** Extrait choisi **
§

HERCULE de Brett Ratner


Ce qui est bien, en allant voir un film de Brett Ratner, c'est qu'on sait qu'on va être déçu.
Le gars aligne 10 films en un peu plus de 15 ans, dans des genres aussi différents que la comédie, le thriller, ou le film de super-héros, embauche certaines des plus grosses stars d'Hollywood, joue avec des dizaines de millions de $ ("Rush Hour 3" a été tourné pour 140 millions...140 millions !!!!), et à l'arrivée, il arrive toujours à se planter; il a même l'insigne honneur d'être le réalisateur en activité le plus détesté : c'est simple, à chaque fois qu'il est cité sur un projet, et il y en a eu un paquet, tout internet s'enflamme et crie au sacrilège et à la trahison !
Bizarrement, Ratner est connu pour être un cinéphile passionné et érudit, citant aussi bien Cassavetes, Kubrick, Polanski, De Palma, que Scorcese. Sa passion du cinéma d'auteur transparait dans les interviews qu'il donne, et ses intentions de réalisateur sont toujours bienveillantes. Le problème vient tout simplement des scénarios qu'il tourne et surtout de son inaptitude à donner de l'envergure à ses films, bousillant  quasi systématiquement ses projets. Par contre, ses choix de producteur reflètent beaucoup plus ses envies de cinéma : il a produit de nombreux documentaires sur le cinéma, et finance aussi bien le dernier Clint Eastwood, "Jerseys Boys", que le prochain Alejandro Gonzàles Inarritu ou la première réalisation de Russell Crowe sur la bataille de Gallipoli. Dur donc de détester totalement Brett Ratner; lui laissant même régulièrement une "nouvelle" seconde chance, j'ai été voir en salle son "Hercule"; mais hélas c'était la dernière fois, car ça ne le fait toujours pas...

§

** Données fournies **
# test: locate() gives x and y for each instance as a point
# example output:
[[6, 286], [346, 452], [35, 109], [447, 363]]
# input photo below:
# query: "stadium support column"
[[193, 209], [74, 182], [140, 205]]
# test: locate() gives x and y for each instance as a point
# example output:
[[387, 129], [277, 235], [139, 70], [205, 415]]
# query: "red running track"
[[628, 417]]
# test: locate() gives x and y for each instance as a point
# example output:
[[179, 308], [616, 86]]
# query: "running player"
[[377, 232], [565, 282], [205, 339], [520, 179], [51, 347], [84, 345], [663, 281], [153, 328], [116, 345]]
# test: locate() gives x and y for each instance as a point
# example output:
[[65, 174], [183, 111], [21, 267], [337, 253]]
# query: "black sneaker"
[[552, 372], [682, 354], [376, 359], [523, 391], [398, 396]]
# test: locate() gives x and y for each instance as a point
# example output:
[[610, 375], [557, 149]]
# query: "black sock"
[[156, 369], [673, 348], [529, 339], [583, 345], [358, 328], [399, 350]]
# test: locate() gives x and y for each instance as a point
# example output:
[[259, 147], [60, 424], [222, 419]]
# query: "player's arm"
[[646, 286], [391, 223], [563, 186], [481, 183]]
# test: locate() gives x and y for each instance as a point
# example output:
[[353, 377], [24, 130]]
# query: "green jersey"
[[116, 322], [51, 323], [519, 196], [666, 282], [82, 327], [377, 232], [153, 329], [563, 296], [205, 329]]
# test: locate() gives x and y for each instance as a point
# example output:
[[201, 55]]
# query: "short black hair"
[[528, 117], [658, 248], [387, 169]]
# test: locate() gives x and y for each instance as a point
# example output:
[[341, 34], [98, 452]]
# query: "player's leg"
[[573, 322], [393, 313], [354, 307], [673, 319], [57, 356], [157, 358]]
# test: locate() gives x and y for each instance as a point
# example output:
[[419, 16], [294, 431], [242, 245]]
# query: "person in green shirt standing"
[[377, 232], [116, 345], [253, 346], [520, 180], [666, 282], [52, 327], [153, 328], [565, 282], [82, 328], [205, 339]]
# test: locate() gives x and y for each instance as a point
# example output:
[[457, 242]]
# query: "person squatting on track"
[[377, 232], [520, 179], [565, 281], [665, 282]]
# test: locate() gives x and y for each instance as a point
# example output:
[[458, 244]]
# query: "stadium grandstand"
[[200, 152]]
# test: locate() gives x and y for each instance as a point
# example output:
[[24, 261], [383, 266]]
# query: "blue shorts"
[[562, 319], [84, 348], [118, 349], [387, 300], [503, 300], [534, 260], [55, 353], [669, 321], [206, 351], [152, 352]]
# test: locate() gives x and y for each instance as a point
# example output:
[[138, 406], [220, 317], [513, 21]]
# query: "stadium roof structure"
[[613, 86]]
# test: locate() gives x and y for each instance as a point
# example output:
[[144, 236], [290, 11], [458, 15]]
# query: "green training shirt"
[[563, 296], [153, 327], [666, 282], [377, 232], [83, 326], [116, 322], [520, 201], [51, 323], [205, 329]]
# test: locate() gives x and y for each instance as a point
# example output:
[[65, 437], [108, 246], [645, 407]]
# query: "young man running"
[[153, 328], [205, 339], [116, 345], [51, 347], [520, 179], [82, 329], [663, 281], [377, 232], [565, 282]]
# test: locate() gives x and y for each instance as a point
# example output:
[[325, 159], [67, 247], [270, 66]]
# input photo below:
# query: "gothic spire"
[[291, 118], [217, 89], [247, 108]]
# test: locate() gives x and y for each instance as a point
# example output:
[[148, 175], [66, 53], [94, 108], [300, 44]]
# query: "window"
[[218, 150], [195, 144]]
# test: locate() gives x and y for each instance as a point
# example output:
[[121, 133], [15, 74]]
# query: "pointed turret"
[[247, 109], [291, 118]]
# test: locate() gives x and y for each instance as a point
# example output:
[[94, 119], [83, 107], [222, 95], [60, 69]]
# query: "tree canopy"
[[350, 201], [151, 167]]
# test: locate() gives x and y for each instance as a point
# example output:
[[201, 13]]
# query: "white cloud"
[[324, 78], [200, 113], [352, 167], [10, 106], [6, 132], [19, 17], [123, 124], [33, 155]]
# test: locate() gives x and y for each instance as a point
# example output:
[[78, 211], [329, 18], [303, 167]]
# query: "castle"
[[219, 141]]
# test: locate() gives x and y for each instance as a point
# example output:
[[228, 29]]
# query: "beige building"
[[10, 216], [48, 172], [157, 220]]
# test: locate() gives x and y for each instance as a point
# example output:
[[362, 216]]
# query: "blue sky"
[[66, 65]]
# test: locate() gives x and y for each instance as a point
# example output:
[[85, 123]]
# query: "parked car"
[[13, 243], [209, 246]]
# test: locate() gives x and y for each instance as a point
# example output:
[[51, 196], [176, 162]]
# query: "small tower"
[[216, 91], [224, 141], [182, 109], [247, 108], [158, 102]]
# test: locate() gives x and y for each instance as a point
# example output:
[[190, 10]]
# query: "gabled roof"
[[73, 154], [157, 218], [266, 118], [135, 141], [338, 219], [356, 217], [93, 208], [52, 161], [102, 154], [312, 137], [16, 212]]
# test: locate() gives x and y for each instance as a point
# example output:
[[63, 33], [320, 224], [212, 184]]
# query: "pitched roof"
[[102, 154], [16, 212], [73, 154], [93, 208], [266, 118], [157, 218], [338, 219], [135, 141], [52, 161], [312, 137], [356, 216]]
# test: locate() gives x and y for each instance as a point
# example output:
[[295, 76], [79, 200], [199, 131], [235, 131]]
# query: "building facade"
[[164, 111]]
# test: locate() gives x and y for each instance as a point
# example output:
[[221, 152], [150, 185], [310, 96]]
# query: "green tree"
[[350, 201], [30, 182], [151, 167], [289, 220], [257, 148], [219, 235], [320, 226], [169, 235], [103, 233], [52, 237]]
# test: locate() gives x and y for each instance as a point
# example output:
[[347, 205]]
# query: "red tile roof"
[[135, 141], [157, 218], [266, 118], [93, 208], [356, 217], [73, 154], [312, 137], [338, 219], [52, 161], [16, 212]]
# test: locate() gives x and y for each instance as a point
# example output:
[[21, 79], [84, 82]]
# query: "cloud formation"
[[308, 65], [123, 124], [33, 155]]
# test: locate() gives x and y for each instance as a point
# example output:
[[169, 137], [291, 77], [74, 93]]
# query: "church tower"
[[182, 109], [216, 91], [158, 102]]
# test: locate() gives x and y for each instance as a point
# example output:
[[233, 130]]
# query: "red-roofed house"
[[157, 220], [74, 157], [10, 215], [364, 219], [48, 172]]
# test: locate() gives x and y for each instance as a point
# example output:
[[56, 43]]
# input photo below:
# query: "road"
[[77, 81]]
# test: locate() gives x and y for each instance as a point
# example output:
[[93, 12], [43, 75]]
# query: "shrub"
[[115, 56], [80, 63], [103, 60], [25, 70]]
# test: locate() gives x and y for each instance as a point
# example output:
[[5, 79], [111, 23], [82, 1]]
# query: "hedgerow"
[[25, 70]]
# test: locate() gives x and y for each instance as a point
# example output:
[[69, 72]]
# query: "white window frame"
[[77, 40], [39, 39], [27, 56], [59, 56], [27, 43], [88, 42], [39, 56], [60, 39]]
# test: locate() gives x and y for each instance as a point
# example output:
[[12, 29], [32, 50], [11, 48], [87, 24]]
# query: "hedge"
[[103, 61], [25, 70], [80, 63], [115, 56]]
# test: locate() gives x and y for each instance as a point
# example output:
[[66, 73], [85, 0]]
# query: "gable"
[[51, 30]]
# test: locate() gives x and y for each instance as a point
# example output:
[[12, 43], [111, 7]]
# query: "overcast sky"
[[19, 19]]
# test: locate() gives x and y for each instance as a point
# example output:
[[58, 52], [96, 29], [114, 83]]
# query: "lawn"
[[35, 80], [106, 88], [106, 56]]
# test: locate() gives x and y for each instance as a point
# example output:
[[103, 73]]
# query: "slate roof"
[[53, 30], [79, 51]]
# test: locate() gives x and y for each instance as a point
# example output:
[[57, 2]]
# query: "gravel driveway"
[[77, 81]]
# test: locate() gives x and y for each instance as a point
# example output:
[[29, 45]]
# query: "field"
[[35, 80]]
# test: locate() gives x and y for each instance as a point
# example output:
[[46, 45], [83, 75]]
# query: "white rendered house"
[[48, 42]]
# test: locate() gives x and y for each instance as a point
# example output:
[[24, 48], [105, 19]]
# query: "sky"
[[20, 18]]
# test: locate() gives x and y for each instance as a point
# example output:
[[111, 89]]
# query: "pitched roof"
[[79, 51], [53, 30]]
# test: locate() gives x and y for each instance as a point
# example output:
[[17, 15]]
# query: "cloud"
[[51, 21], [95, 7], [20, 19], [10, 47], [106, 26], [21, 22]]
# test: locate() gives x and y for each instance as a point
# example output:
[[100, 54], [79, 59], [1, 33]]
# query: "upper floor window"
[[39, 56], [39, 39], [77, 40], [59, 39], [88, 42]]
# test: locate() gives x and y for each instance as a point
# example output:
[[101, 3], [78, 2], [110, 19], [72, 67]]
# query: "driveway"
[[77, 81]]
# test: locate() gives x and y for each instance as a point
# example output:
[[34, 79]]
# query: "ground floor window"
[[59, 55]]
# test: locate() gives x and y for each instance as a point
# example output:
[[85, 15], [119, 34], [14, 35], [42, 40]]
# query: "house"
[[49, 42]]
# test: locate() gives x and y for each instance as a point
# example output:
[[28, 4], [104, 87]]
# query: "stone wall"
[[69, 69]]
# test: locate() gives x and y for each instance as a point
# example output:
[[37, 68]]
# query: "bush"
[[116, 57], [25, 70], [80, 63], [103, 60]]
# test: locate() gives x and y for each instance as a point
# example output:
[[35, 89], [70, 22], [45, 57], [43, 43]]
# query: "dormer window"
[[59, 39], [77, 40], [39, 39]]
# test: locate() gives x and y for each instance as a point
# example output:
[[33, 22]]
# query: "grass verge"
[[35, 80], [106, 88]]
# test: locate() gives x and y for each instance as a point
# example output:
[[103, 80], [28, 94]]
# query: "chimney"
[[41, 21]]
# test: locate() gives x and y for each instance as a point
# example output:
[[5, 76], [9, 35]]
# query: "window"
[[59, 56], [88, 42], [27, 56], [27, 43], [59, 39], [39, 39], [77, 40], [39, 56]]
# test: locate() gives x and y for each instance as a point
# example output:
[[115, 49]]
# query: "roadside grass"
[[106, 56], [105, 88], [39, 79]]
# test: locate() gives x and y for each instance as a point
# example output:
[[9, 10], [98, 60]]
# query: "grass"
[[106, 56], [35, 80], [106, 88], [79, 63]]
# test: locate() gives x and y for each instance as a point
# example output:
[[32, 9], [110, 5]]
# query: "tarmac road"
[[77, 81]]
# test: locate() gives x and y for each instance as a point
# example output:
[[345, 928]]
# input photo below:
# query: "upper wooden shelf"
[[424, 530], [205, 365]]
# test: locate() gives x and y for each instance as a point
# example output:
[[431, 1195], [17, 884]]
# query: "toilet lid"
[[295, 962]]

§

** Objectif 1 **
Répondez aux questions suivantes d'après la critique d'« Hercule » :
(a) Combien de films Brett Ratner a-t-il réalisés, et sur quelle durée ?
(b) Pour quel montant « Rush Hour 3 » a-t-il été tourné ?
(c) Quel film de Clint Eastwood Brett Ratner finance-t-il ?
** Objectif 2 **
Mettez sous forme de liste JSON de chaînes le passage des rangées qui commence à leur toute première ligne et se termine à la ligne contenant « 328], [116, 345]] », ces deux lignes comprises. Donnez une chaîne par ligne et omettez les lignes vides.

** Réponse proposée 1 **
(a) Il a réalisé 10 films en un peu plus de 15 ans.
(b) Il a été tourné pour 140 millions de dollars.
(c) Il finance « Jerseys Boys ».

** Réponse proposée 2 **
[
  "# test: locate() gives x and y for each instance as a point",
  "# example output:",
  "[[6, 286], [346, 452], [35, 109], [447, 363]]",
  "# input photo below:",
  "# query: \"stadium support column\"",
  "[[193, 209], [74, 182], [140, 205]]",
  "# test: locate() gives x and y for each instance as a point",
  "# example output:",
  "[[387, 129], [277, 235], [139, 70], [205, 415]]",
  "# query: \"red running track\"",
  "[[628, 417]]",
  "# test: locate() gives x and y for each instance as a point",
  "# example output:",
  "[[179, 308], [616, 86]]",
  "# query: \"running player\"",
  "[[377, 232], [565, 282], [205, 339], [520, 179], [51, 347], [84, 345], [663, 281], [153, 328], [116, 345]]"
]